TO-DO ITEM:
Count the lines in the records below that contain the string "clicks" and give only that number.

*** Block opens ***

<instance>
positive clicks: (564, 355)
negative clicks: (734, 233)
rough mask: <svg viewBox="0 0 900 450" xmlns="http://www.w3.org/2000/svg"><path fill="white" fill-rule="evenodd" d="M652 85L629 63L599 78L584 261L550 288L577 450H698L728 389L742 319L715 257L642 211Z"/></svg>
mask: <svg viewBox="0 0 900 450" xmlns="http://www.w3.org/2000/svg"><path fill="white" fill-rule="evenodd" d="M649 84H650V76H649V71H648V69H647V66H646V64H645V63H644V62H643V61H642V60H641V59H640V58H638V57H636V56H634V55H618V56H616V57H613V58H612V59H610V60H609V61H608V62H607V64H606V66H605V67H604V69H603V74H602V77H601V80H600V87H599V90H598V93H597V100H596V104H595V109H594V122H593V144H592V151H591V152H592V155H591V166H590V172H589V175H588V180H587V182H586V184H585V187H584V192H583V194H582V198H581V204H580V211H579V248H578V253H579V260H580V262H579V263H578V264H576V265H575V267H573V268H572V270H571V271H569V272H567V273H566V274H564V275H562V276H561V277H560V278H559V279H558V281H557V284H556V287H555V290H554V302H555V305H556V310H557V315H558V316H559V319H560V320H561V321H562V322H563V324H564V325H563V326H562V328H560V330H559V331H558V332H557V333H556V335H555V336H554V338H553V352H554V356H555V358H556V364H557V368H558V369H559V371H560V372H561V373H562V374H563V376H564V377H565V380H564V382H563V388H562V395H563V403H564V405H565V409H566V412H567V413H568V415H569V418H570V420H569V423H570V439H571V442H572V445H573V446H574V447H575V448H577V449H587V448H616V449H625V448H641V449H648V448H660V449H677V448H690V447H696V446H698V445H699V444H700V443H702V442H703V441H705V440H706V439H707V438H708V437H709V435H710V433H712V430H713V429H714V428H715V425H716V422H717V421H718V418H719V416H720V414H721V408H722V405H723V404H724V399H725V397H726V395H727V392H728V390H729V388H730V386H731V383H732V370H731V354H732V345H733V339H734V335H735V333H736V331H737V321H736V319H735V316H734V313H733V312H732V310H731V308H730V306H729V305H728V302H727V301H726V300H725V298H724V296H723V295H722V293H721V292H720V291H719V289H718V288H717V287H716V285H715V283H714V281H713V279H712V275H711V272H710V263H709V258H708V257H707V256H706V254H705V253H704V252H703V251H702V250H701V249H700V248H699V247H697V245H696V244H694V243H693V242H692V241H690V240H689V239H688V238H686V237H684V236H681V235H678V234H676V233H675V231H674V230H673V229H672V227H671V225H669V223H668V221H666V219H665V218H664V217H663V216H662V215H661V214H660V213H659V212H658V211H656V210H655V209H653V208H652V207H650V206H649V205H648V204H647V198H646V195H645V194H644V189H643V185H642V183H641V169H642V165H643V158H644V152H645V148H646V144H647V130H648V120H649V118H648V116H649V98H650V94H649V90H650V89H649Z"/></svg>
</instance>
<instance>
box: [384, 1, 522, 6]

*** Block closes ***

RESULT:
2